>> BEGIN Rows

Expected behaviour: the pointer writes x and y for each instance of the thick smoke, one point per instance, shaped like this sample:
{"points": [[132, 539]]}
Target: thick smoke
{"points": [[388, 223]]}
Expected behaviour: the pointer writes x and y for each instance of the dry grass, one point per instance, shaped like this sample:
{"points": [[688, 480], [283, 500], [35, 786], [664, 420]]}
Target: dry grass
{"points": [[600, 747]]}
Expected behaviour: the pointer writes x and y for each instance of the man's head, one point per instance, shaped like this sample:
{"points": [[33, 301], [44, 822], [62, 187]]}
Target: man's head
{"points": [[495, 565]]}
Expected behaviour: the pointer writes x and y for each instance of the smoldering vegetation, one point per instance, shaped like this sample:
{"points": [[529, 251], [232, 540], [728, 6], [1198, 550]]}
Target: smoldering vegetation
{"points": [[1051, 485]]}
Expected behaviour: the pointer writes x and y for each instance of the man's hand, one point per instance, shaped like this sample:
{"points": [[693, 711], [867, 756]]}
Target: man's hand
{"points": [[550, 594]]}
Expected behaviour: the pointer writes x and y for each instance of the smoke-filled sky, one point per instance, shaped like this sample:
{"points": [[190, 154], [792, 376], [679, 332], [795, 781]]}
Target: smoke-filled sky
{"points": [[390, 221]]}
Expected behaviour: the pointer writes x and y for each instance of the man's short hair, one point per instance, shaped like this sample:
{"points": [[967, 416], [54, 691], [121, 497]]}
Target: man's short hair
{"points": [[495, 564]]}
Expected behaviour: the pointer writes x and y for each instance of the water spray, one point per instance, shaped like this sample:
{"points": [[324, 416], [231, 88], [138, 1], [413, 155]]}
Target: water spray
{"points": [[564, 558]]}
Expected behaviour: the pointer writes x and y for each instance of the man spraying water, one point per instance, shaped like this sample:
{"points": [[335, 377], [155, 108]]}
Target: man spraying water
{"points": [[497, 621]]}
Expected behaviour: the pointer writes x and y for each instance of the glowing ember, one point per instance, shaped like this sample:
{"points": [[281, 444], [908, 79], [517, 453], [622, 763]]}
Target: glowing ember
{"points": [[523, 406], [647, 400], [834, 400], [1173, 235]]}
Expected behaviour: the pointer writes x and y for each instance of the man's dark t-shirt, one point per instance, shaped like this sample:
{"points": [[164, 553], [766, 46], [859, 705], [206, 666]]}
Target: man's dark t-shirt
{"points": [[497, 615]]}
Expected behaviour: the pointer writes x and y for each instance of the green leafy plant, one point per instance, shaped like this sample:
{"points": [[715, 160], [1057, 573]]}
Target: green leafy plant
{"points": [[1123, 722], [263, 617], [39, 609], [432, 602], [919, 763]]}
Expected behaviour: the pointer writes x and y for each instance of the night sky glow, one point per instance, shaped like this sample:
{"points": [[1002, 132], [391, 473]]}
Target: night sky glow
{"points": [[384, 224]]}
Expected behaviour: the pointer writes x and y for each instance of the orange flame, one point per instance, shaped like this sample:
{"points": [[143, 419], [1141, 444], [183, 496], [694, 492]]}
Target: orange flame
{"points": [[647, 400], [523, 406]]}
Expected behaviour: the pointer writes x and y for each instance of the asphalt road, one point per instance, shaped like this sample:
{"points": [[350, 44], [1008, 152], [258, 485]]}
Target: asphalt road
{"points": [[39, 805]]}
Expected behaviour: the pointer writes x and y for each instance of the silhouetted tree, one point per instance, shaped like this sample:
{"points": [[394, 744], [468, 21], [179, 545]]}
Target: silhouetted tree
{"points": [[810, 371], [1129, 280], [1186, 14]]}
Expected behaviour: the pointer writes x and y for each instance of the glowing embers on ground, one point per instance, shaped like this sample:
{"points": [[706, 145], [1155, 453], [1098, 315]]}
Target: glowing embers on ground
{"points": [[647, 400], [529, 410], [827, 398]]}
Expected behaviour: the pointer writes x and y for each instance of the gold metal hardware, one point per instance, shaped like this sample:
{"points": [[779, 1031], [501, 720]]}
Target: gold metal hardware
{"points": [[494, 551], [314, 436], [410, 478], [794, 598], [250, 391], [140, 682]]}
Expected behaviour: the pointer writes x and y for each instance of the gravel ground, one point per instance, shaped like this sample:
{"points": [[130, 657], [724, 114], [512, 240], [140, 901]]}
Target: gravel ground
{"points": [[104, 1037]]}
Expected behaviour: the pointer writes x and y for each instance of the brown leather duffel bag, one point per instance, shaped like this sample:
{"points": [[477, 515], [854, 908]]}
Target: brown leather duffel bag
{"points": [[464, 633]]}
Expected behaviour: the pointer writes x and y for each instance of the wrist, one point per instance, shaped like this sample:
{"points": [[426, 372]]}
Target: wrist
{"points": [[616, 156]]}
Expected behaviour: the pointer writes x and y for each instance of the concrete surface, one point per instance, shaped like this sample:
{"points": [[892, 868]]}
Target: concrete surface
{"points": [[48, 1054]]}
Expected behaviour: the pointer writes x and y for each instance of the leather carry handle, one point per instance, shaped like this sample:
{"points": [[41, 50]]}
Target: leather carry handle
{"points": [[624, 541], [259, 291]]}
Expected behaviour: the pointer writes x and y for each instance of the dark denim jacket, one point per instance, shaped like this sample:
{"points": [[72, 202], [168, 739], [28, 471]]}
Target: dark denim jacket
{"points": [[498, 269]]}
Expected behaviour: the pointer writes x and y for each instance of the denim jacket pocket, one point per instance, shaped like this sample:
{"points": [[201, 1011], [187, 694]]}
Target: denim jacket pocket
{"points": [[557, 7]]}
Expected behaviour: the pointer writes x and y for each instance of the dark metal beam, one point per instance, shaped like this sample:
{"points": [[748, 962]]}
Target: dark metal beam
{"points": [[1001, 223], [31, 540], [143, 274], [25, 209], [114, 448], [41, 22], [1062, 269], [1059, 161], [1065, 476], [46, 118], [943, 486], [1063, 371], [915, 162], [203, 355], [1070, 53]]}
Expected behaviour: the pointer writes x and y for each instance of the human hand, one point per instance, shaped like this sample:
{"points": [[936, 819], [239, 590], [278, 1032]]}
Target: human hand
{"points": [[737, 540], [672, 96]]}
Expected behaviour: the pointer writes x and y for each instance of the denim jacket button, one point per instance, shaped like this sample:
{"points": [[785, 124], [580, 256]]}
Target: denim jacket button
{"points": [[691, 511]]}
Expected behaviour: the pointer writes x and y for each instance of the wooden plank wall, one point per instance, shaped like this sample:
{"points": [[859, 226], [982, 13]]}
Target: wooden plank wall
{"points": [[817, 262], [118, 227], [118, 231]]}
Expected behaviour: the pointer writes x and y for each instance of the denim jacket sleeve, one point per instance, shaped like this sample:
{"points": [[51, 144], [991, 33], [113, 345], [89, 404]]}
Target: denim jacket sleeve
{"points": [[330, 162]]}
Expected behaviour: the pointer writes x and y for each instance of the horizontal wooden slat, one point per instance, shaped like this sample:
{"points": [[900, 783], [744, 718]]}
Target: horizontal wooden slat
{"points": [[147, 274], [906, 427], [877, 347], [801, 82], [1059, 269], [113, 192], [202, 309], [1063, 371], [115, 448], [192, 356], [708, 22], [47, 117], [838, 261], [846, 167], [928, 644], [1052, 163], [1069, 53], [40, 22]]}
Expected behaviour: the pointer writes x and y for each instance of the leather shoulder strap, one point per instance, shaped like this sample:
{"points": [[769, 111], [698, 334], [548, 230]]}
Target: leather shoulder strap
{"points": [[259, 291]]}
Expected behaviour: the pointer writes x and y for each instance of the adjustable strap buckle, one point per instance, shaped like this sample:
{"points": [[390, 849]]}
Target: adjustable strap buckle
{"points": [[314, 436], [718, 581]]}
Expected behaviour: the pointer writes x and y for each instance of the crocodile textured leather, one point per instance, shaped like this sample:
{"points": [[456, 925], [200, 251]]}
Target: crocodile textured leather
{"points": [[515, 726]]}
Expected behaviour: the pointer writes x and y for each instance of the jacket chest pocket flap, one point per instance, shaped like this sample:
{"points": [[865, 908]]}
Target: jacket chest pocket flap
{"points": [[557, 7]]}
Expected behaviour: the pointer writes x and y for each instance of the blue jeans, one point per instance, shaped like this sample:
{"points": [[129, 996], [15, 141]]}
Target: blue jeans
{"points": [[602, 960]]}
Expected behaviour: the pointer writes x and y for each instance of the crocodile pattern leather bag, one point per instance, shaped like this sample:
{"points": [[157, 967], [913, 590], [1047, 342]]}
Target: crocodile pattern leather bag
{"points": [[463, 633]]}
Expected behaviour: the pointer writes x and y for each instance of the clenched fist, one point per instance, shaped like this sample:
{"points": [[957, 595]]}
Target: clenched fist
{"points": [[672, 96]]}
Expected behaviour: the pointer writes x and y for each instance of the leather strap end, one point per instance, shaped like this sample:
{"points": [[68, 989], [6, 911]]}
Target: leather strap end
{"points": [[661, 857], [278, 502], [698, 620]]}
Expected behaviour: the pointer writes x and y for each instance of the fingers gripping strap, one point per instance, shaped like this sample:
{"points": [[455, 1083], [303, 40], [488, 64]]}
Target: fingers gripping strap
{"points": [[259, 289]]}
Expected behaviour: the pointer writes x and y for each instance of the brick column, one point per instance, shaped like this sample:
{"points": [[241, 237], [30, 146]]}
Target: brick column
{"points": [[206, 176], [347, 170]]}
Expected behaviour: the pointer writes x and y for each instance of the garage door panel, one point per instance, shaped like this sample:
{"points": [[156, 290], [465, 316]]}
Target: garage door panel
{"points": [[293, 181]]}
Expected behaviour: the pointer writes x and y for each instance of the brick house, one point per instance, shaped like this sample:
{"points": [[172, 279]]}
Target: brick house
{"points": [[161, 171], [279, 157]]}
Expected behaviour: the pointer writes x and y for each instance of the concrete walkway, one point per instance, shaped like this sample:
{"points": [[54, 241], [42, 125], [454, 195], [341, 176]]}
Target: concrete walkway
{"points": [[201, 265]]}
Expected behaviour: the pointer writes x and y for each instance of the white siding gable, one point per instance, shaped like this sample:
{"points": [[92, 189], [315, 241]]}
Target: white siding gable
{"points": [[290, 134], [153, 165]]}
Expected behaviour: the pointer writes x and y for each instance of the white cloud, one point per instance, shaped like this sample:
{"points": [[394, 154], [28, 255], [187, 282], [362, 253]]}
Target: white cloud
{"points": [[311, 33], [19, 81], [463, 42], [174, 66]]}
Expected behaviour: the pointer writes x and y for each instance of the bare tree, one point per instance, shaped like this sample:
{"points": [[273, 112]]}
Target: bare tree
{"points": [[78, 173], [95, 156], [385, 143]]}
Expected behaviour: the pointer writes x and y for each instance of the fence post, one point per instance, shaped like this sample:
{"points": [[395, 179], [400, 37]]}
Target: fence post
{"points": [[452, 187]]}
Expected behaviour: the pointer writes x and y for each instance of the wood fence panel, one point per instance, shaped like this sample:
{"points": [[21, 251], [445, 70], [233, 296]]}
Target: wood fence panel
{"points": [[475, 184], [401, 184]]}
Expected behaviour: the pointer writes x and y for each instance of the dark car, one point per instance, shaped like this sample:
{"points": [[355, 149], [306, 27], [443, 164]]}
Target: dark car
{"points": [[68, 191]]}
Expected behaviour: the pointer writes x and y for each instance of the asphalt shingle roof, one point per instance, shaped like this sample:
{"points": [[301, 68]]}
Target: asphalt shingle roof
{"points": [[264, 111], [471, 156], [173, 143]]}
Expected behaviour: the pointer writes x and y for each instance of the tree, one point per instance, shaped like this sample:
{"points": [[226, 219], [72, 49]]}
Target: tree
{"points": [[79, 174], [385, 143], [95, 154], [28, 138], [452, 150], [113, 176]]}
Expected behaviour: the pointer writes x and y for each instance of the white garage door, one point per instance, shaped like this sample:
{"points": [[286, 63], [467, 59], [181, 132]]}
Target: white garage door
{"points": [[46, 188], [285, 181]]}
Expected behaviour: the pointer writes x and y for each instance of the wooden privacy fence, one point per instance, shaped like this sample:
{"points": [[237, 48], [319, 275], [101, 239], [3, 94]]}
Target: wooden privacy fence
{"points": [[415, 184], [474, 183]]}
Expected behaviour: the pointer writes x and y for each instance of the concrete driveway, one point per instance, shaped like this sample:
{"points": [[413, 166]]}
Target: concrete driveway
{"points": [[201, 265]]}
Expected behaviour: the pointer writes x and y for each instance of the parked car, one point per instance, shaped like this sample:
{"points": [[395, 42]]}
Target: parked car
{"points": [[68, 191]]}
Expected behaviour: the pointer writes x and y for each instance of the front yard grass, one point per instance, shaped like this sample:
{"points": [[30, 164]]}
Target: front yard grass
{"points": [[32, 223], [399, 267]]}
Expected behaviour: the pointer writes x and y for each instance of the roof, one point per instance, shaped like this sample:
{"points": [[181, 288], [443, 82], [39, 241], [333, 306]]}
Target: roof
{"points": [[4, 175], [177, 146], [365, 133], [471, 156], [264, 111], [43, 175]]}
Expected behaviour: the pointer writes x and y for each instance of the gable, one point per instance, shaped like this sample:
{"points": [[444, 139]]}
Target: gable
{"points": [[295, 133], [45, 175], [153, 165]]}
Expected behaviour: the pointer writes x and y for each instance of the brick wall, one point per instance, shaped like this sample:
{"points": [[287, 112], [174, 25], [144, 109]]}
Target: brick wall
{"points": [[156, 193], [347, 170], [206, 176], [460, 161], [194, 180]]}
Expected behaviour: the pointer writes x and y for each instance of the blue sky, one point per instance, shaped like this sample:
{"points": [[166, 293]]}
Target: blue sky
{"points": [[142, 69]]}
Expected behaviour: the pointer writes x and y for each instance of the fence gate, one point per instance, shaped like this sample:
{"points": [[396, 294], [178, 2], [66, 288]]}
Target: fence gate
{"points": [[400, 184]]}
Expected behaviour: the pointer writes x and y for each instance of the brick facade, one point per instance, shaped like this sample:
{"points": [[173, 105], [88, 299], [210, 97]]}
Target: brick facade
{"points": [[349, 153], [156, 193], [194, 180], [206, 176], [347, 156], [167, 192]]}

>> END Rows

◆ What is expected: Reproduce, word for word, only the lines from the one that contains "fence gate, one" through the final line.

◆ Result for this task:
Expected behaviour: the pointer writes x and y for each instance of the fence gate, one point per instance, shaped like this sample:
{"points": [[396, 294], [178, 2], [66, 288]]}
Target: fence gate
{"points": [[400, 184]]}
Expected behaviour: the pointer writes x and y for each instance of the brick facade, one point per instance, shaped like this sample:
{"points": [[173, 105], [88, 299], [210, 97]]}
Target: brick facade
{"points": [[349, 153], [156, 193], [194, 180], [206, 176], [347, 156], [167, 192]]}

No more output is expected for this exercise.